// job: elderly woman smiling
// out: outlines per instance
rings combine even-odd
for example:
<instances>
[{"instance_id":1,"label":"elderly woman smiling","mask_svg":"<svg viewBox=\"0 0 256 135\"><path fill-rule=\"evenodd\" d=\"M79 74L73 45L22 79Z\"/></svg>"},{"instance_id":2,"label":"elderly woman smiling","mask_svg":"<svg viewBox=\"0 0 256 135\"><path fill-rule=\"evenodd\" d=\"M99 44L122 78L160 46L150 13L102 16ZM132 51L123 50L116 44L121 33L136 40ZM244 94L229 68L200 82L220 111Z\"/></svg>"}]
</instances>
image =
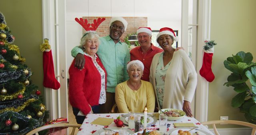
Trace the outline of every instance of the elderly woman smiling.
<instances>
[{"instance_id":1,"label":"elderly woman smiling","mask_svg":"<svg viewBox=\"0 0 256 135\"><path fill-rule=\"evenodd\" d=\"M130 79L116 87L115 99L118 111L143 112L147 107L148 112L153 112L155 95L152 84L140 79L144 69L143 64L138 60L130 62L127 66Z\"/></svg>"},{"instance_id":2,"label":"elderly woman smiling","mask_svg":"<svg viewBox=\"0 0 256 135\"><path fill-rule=\"evenodd\" d=\"M79 47L84 50L86 64L80 70L75 68L73 60L69 68L69 99L76 121L82 124L84 116L78 116L79 111L84 115L99 113L99 104L106 102L106 72L96 54L99 47L99 36L94 32L86 33Z\"/></svg>"}]
</instances>

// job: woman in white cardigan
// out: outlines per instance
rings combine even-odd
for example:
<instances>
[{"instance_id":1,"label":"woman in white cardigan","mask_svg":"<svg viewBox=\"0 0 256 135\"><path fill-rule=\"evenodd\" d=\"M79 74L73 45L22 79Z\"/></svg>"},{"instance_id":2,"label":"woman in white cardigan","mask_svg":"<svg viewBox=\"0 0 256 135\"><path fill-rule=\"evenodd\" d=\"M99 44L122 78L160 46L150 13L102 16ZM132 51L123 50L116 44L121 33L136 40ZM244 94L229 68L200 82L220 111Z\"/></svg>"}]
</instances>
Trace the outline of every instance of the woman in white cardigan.
<instances>
[{"instance_id":1,"label":"woman in white cardigan","mask_svg":"<svg viewBox=\"0 0 256 135\"><path fill-rule=\"evenodd\" d=\"M172 47L174 41L178 40L172 29L160 29L157 41L164 52L153 58L150 80L160 109L182 109L187 116L193 117L190 103L196 86L197 74L185 51L175 52Z\"/></svg>"}]
</instances>

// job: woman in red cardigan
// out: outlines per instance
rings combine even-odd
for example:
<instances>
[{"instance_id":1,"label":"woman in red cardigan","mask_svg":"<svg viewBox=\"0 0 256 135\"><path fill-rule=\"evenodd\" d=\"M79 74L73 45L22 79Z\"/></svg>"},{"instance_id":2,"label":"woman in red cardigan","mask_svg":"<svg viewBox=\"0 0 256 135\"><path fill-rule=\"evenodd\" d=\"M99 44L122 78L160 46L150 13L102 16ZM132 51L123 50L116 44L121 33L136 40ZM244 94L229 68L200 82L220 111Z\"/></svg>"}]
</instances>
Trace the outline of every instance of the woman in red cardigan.
<instances>
[{"instance_id":1,"label":"woman in red cardigan","mask_svg":"<svg viewBox=\"0 0 256 135\"><path fill-rule=\"evenodd\" d=\"M82 123L87 114L98 113L99 105L106 102L107 73L96 54L99 38L94 32L85 34L79 47L84 50L86 64L80 70L75 68L73 60L69 68L69 101L78 124Z\"/></svg>"}]
</instances>

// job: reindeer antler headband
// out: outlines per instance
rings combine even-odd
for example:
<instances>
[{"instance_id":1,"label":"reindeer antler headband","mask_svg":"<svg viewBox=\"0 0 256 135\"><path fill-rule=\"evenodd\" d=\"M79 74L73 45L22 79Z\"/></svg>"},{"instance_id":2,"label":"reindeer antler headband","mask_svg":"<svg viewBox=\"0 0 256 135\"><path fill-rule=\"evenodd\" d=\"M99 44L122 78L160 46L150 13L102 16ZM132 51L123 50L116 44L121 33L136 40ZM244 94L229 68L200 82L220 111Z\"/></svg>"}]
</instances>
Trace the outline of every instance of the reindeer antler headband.
<instances>
[{"instance_id":1,"label":"reindeer antler headband","mask_svg":"<svg viewBox=\"0 0 256 135\"><path fill-rule=\"evenodd\" d=\"M84 30L85 30L87 32L92 31L94 32L96 31L96 30L100 24L101 24L101 23L105 20L105 18L98 18L97 20L96 19L94 20L93 24L90 24L88 23L88 20L87 20L87 19L84 19L84 20L82 18L80 18L80 19L77 18L75 18L76 21L80 24L80 25L84 28ZM90 27L90 26L91 26L92 27ZM84 35L83 36L84 36Z\"/></svg>"}]
</instances>

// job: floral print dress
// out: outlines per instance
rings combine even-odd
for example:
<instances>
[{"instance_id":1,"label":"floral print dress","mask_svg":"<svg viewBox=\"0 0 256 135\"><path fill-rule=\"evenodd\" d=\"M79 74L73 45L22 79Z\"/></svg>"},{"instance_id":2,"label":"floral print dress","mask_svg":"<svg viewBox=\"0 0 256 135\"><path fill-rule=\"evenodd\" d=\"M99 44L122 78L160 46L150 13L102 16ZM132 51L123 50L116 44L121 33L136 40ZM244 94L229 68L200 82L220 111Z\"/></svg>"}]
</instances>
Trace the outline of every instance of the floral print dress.
<instances>
[{"instance_id":1,"label":"floral print dress","mask_svg":"<svg viewBox=\"0 0 256 135\"><path fill-rule=\"evenodd\" d=\"M165 66L164 66L163 61L163 55L164 53L162 53L160 55L158 62L157 63L156 69L155 71L156 95L161 108L162 108L163 106L163 101L164 100L165 74L172 61L171 60Z\"/></svg>"}]
</instances>

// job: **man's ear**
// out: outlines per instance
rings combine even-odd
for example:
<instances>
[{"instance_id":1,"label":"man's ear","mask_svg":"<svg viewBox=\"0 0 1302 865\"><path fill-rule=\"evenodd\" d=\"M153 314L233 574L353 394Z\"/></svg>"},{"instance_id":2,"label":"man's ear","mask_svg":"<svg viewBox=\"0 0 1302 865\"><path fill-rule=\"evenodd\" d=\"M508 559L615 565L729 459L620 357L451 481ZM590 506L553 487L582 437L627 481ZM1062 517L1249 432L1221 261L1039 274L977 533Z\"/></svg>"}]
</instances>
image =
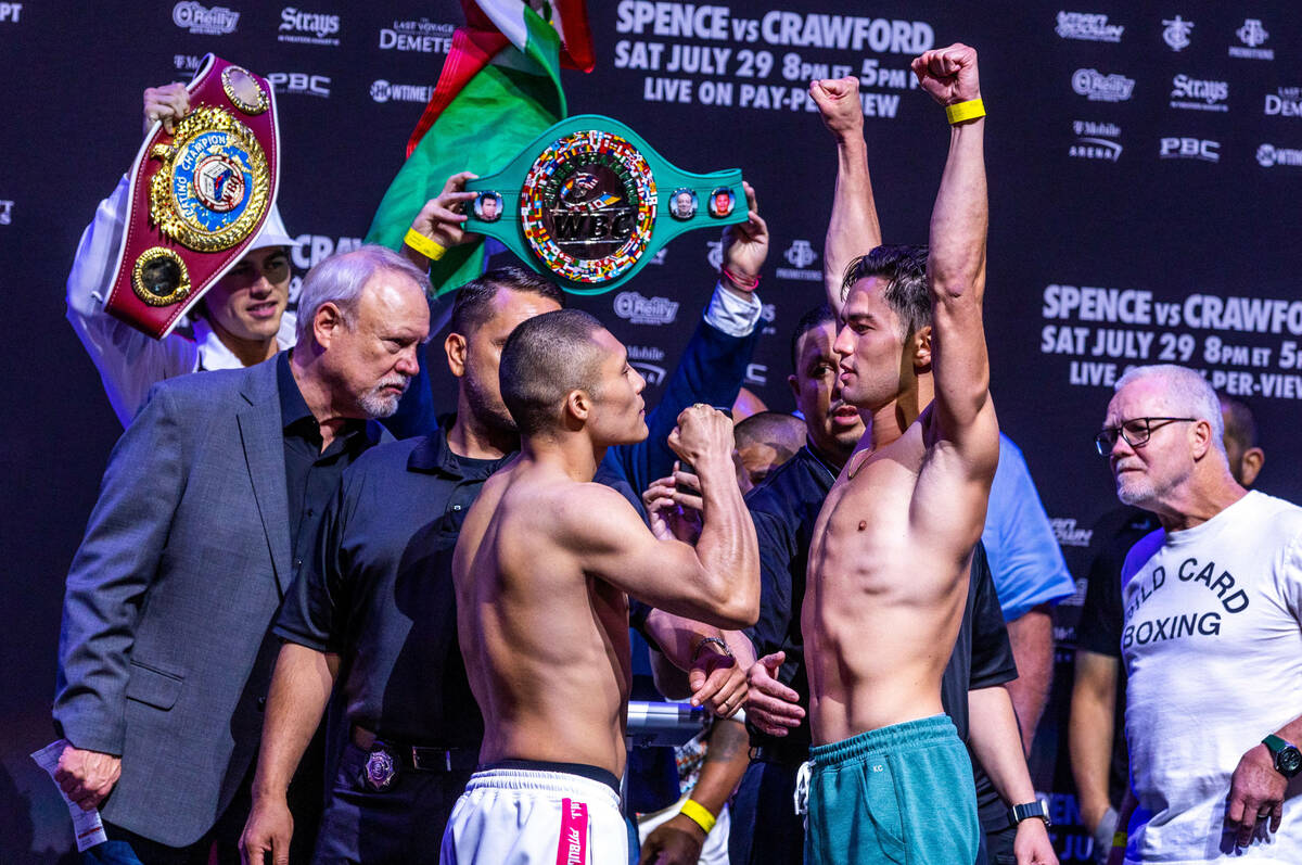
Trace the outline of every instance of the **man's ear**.
<instances>
[{"instance_id":1,"label":"man's ear","mask_svg":"<svg viewBox=\"0 0 1302 865\"><path fill-rule=\"evenodd\" d=\"M591 413L592 413L592 397L589 396L587 391L575 388L565 396L566 425L573 425L573 427L582 426L583 423L587 423L589 416Z\"/></svg>"},{"instance_id":2,"label":"man's ear","mask_svg":"<svg viewBox=\"0 0 1302 865\"><path fill-rule=\"evenodd\" d=\"M931 324L919 327L909 337L909 347L913 349L913 367L919 373L931 369Z\"/></svg>"},{"instance_id":3,"label":"man's ear","mask_svg":"<svg viewBox=\"0 0 1302 865\"><path fill-rule=\"evenodd\" d=\"M348 322L344 320L344 313L339 306L327 301L316 307L316 315L312 318L312 337L323 349L329 348L335 333L344 327L348 327Z\"/></svg>"},{"instance_id":4,"label":"man's ear","mask_svg":"<svg viewBox=\"0 0 1302 865\"><path fill-rule=\"evenodd\" d=\"M448 356L448 369L457 378L466 374L466 337L461 333L448 333L443 340L443 352Z\"/></svg>"},{"instance_id":5,"label":"man's ear","mask_svg":"<svg viewBox=\"0 0 1302 865\"><path fill-rule=\"evenodd\" d=\"M1245 487L1253 486L1256 481L1256 475L1260 474L1263 465L1266 465L1266 451L1262 448L1249 448L1243 451L1243 456L1238 460L1238 482Z\"/></svg>"}]
</instances>

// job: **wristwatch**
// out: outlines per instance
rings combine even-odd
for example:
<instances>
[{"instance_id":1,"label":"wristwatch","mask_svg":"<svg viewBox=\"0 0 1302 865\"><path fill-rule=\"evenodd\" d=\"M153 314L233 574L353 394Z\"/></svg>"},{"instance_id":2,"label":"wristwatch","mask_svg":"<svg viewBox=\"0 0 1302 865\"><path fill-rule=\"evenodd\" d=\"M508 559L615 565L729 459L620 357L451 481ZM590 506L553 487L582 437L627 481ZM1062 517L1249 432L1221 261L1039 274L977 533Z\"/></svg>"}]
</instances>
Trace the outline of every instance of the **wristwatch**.
<instances>
[{"instance_id":1,"label":"wristwatch","mask_svg":"<svg viewBox=\"0 0 1302 865\"><path fill-rule=\"evenodd\" d=\"M1284 741L1275 733L1262 740L1267 750L1275 756L1275 771L1285 778L1293 778L1302 771L1302 750L1290 741Z\"/></svg>"},{"instance_id":2,"label":"wristwatch","mask_svg":"<svg viewBox=\"0 0 1302 865\"><path fill-rule=\"evenodd\" d=\"M1013 805L1013 810L1008 813L1008 822L1017 826L1023 819L1031 819L1032 817L1043 819L1044 826L1052 826L1049 821L1049 806L1043 799L1034 802L1026 802L1025 805Z\"/></svg>"}]
</instances>

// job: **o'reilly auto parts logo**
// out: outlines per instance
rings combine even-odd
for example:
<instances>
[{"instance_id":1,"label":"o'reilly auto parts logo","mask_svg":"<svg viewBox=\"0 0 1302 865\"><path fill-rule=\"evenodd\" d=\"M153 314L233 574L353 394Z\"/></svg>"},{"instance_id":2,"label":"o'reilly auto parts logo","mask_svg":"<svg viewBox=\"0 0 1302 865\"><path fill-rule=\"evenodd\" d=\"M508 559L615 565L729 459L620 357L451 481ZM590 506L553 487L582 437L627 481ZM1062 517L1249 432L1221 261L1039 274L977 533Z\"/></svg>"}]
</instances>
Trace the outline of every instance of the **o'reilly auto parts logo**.
<instances>
[{"instance_id":1,"label":"o'reilly auto parts logo","mask_svg":"<svg viewBox=\"0 0 1302 865\"><path fill-rule=\"evenodd\" d=\"M1220 162L1220 142L1207 138L1163 138L1157 146L1157 156L1161 159L1199 159L1202 162Z\"/></svg>"},{"instance_id":2,"label":"o'reilly auto parts logo","mask_svg":"<svg viewBox=\"0 0 1302 865\"><path fill-rule=\"evenodd\" d=\"M384 51L415 51L419 53L448 53L456 25L439 23L428 18L395 21L392 27L380 27L380 48Z\"/></svg>"},{"instance_id":3,"label":"o'reilly auto parts logo","mask_svg":"<svg viewBox=\"0 0 1302 865\"><path fill-rule=\"evenodd\" d=\"M1229 111L1228 81L1203 81L1180 74L1170 79L1170 107L1190 111Z\"/></svg>"},{"instance_id":4,"label":"o'reilly auto parts logo","mask_svg":"<svg viewBox=\"0 0 1302 865\"><path fill-rule=\"evenodd\" d=\"M816 283L823 279L822 270L809 270L818 261L814 245L807 240L793 240L792 245L783 253L783 258L793 267L779 267L777 279L799 279Z\"/></svg>"},{"instance_id":5,"label":"o'reilly auto parts logo","mask_svg":"<svg viewBox=\"0 0 1302 865\"><path fill-rule=\"evenodd\" d=\"M337 46L339 16L285 7L280 10L276 40L307 46Z\"/></svg>"},{"instance_id":6,"label":"o'reilly auto parts logo","mask_svg":"<svg viewBox=\"0 0 1302 865\"><path fill-rule=\"evenodd\" d=\"M430 102L434 87L428 85L393 85L383 78L371 83L371 99L375 102Z\"/></svg>"},{"instance_id":7,"label":"o'reilly auto parts logo","mask_svg":"<svg viewBox=\"0 0 1302 865\"><path fill-rule=\"evenodd\" d=\"M1130 99L1134 89L1134 78L1105 76L1098 69L1077 69L1072 74L1072 90L1090 102L1125 102Z\"/></svg>"},{"instance_id":8,"label":"o'reilly auto parts logo","mask_svg":"<svg viewBox=\"0 0 1302 865\"><path fill-rule=\"evenodd\" d=\"M1267 117L1302 117L1302 87L1280 87L1266 94Z\"/></svg>"},{"instance_id":9,"label":"o'reilly auto parts logo","mask_svg":"<svg viewBox=\"0 0 1302 865\"><path fill-rule=\"evenodd\" d=\"M1053 27L1053 33L1062 39L1085 42L1121 42L1124 30L1120 23L1108 23L1108 16L1087 12L1060 12L1057 26Z\"/></svg>"},{"instance_id":10,"label":"o'reilly auto parts logo","mask_svg":"<svg viewBox=\"0 0 1302 865\"><path fill-rule=\"evenodd\" d=\"M678 318L678 302L668 297L620 292L615 296L615 314L634 324L673 324L673 319Z\"/></svg>"},{"instance_id":11,"label":"o'reilly auto parts logo","mask_svg":"<svg viewBox=\"0 0 1302 865\"><path fill-rule=\"evenodd\" d=\"M1068 156L1099 162L1121 159L1121 126L1094 120L1074 120L1072 121L1072 132L1075 134L1075 139L1068 150Z\"/></svg>"},{"instance_id":12,"label":"o'reilly auto parts logo","mask_svg":"<svg viewBox=\"0 0 1302 865\"><path fill-rule=\"evenodd\" d=\"M225 7L210 9L194 0L181 0L172 7L172 23L198 36L223 36L236 31L240 13Z\"/></svg>"},{"instance_id":13,"label":"o'reilly auto parts logo","mask_svg":"<svg viewBox=\"0 0 1302 865\"><path fill-rule=\"evenodd\" d=\"M1256 149L1256 164L1262 168L1273 168L1276 165L1302 168L1302 150L1262 145Z\"/></svg>"}]
</instances>

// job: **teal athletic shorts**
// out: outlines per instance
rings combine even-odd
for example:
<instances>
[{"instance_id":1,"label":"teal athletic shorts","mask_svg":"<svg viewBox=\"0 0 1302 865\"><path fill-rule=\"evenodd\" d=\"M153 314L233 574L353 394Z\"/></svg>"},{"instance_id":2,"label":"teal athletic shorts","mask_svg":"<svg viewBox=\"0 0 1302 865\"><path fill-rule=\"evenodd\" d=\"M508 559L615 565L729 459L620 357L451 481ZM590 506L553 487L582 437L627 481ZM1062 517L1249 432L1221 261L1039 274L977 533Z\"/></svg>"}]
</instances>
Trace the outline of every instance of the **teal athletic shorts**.
<instances>
[{"instance_id":1,"label":"teal athletic shorts","mask_svg":"<svg viewBox=\"0 0 1302 865\"><path fill-rule=\"evenodd\" d=\"M810 748L806 865L967 865L979 838L973 765L948 715Z\"/></svg>"}]
</instances>

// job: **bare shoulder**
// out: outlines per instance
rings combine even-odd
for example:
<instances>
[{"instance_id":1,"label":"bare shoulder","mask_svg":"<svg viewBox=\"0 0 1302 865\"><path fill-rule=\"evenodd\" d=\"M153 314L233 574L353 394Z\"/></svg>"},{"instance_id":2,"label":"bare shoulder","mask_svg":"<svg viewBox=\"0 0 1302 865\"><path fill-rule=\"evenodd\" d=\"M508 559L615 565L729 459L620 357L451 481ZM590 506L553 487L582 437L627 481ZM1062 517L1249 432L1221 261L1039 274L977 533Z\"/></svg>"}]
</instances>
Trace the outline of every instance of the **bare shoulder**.
<instances>
[{"instance_id":1,"label":"bare shoulder","mask_svg":"<svg viewBox=\"0 0 1302 865\"><path fill-rule=\"evenodd\" d=\"M650 532L633 505L604 483L569 483L548 492L556 529L586 546L617 546Z\"/></svg>"}]
</instances>

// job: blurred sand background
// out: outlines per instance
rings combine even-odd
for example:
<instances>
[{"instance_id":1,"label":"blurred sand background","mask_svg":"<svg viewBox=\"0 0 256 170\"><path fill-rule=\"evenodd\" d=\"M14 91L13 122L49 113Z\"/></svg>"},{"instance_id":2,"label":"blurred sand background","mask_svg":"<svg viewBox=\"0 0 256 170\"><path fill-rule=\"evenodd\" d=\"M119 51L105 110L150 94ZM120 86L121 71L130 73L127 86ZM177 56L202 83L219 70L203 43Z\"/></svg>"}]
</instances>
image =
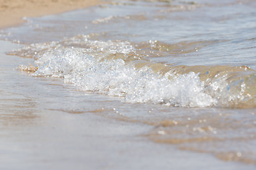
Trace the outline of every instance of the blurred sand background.
<instances>
[{"instance_id":1,"label":"blurred sand background","mask_svg":"<svg viewBox=\"0 0 256 170\"><path fill-rule=\"evenodd\" d=\"M0 0L0 29L22 23L23 17L55 14L100 3L97 0Z\"/></svg>"}]
</instances>

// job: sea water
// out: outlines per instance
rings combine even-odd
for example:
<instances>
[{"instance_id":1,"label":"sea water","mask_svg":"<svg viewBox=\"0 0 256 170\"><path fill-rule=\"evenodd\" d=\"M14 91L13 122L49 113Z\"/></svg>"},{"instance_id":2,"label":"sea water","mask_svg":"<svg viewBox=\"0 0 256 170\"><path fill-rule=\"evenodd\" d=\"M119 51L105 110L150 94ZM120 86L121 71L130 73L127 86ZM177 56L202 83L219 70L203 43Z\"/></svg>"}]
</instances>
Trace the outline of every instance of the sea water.
<instances>
[{"instance_id":1,"label":"sea water","mask_svg":"<svg viewBox=\"0 0 256 170\"><path fill-rule=\"evenodd\" d=\"M21 72L117 101L95 114L150 125L141 135L155 142L255 166L256 3L108 2L26 18L0 38L25 45L9 55L34 60Z\"/></svg>"}]
</instances>

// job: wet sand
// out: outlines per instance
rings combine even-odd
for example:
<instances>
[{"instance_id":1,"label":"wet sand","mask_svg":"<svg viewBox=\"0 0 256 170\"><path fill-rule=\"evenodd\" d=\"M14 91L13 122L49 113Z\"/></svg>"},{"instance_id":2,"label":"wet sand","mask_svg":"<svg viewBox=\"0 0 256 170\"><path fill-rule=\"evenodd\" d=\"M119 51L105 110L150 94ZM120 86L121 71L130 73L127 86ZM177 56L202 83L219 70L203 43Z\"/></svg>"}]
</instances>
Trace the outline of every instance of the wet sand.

* **Task to carry out**: Copy the lines unchanged, starting at the one that contains "job: wet sand" and ending with the last line of the entries above.

* **Result**:
// job: wet sand
// out: outlines per instance
rings combine even-odd
for example:
<instances>
[{"instance_id":1,"label":"wet sand","mask_svg":"<svg viewBox=\"0 0 256 170\"><path fill-rule=\"evenodd\" d=\"M14 91L13 122L49 113Z\"/></svg>"},{"instance_id":2,"label":"wet sand","mask_svg":"<svg viewBox=\"0 0 256 170\"><path fill-rule=\"evenodd\" d=\"M119 51L105 110L150 94ZM120 86L121 71L130 73L127 86ZM177 56L202 83L219 70L203 43Z\"/></svg>"}]
</instances>
Trace the outline of every instance of the wet sand.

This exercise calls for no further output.